- _Job_
Please arrange the lines below as a JSON list of strings, one string per line and blank lines left out, starting with the line that contains "of the fallen" and going on through the last of the lines, both included.

(Location identification lines)
┌──

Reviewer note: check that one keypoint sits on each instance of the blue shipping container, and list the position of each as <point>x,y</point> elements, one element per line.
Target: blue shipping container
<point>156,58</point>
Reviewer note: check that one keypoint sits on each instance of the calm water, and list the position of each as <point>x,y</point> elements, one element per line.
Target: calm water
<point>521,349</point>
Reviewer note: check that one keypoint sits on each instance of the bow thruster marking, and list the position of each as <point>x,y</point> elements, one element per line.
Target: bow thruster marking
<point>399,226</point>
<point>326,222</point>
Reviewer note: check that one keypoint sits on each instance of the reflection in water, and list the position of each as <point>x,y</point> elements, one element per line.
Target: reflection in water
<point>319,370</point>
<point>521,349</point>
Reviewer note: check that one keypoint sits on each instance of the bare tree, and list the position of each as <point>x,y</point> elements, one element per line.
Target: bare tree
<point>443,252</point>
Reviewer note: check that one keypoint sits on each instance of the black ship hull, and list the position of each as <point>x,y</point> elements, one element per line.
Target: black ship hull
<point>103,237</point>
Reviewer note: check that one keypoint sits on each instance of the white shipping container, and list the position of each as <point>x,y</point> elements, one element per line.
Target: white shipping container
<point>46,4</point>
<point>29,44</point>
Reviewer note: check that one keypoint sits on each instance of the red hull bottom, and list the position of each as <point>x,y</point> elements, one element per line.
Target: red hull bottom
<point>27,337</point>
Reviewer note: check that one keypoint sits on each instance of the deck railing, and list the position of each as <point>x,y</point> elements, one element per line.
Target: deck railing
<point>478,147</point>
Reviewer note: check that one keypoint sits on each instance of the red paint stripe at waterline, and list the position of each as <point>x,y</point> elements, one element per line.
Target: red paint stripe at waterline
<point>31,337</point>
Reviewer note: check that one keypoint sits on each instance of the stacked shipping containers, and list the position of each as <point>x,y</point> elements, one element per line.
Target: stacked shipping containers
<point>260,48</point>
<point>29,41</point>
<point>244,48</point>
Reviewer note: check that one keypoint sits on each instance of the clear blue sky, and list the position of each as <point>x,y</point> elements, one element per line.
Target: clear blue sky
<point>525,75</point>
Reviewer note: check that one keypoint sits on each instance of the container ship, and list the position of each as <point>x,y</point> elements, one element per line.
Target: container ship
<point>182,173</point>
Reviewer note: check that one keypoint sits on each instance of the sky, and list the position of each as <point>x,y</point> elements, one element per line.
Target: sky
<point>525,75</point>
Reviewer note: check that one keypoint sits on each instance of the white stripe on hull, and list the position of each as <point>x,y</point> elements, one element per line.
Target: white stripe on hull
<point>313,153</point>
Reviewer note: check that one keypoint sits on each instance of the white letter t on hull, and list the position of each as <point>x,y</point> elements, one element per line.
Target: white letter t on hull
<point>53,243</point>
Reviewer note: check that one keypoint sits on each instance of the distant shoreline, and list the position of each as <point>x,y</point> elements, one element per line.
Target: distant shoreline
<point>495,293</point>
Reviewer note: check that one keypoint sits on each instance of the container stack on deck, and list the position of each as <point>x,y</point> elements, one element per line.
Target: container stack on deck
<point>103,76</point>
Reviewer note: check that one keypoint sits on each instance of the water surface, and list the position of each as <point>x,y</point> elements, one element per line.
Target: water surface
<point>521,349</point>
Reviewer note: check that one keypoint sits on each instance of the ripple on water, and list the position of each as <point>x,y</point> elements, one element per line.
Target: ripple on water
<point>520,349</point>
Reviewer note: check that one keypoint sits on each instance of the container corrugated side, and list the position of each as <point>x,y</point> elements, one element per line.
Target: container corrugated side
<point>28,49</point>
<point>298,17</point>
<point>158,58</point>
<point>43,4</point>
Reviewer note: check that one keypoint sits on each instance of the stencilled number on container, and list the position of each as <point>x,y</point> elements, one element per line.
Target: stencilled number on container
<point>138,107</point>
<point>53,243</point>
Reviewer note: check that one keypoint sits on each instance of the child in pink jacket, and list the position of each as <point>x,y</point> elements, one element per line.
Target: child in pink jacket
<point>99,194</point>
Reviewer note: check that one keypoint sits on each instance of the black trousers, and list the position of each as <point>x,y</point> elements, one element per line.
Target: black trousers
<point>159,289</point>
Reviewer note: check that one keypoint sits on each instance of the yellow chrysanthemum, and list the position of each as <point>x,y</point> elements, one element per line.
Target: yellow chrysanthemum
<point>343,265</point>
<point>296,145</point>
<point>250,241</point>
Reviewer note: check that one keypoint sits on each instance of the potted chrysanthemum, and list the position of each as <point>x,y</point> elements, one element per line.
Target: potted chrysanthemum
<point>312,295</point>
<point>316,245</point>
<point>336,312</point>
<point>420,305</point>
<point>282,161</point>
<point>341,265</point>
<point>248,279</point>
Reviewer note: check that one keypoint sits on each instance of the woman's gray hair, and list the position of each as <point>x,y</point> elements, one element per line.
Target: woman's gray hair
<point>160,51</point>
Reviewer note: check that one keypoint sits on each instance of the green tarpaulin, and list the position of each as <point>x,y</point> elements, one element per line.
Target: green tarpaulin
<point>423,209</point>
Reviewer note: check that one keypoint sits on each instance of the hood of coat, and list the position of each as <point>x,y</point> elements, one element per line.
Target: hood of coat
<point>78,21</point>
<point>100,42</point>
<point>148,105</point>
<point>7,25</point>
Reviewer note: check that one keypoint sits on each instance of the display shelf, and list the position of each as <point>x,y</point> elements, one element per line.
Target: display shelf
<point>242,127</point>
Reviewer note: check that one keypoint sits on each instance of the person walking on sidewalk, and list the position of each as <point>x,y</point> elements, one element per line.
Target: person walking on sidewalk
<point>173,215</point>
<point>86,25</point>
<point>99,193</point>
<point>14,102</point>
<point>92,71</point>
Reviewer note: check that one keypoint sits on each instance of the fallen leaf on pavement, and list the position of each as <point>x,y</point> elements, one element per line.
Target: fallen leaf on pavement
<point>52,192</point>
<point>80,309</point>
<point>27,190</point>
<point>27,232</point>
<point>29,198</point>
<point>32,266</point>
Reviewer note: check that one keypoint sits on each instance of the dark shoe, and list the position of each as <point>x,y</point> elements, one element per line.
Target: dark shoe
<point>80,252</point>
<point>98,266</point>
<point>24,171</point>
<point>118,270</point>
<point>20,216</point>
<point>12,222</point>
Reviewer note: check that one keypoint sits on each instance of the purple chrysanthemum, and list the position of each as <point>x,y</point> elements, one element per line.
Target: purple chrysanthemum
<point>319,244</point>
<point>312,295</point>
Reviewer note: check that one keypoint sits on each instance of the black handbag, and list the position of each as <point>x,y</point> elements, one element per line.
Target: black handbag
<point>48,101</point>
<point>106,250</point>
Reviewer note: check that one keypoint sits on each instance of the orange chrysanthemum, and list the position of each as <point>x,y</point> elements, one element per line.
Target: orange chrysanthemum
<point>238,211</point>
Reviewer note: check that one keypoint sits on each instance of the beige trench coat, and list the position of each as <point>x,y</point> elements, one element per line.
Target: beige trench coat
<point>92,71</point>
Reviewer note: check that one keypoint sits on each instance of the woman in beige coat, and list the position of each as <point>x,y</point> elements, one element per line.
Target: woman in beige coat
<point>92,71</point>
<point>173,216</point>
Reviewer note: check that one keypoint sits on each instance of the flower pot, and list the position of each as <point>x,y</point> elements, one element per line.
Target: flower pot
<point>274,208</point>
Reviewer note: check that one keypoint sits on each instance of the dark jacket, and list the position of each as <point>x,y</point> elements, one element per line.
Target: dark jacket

└──

- _Exercise solution_
[
  "Reviewer note: check that one keypoint sits on each instance of the fallen leaf on pavement, and list the position of each as <point>x,y</point> elements, one element per line.",
  "Target: fallen leaf on pavement",
  "<point>52,192</point>",
  "<point>80,309</point>",
  "<point>27,190</point>",
  "<point>27,232</point>",
  "<point>29,198</point>",
  "<point>32,266</point>",
  "Reviewer note: check that one keypoint sits on each instance of the dark shoe, and list the position of each as <point>x,y</point> elements, one element per line.",
  "Target: dark shoe",
  "<point>80,252</point>",
  "<point>98,266</point>",
  "<point>24,171</point>",
  "<point>118,270</point>",
  "<point>20,216</point>",
  "<point>12,222</point>",
  "Reviewer note: check that one keypoint sits on each instance of the purple chrysanthemum, and list the position of each as <point>x,y</point> elements, one element per line.",
  "Target: purple chrysanthemum",
  "<point>319,244</point>",
  "<point>312,295</point>",
  "Reviewer note: check that one keypoint sits on each instance of the black handbag, and list the position of each as <point>x,y</point> elements, one element per line.",
  "Target: black handbag",
  "<point>48,101</point>",
  "<point>106,250</point>",
  "Reviewer note: check that one keypoint sits on each instance of the orange chrysanthemum, and list the position of each as <point>x,y</point> elements, one element per line.",
  "Target: orange chrysanthemum",
  "<point>238,211</point>",
  "Reviewer note: check that one keypoint sits on each instance of the beige trench coat, and list the position of each as <point>x,y</point> elements, one element per line.",
  "Target: beige trench coat",
  "<point>92,71</point>",
  "Reviewer note: check that one keypoint sits on each instance of the woman in beige coat, and list the position of each as <point>x,y</point> elements, one element per line.",
  "Target: woman in beige coat",
  "<point>92,71</point>",
  "<point>173,216</point>",
  "Reviewer note: check that one keypoint sits on each instance of the flower pot, and list the position of each as <point>x,y</point> elements, one element per line.",
  "Target: flower pot",
  "<point>274,208</point>",
  "Reviewer note: check that one keypoint sits on each instance of the dark jacket, and list the position of each as <point>x,y</point> elements, one element per line.",
  "Target: dark jacket"
]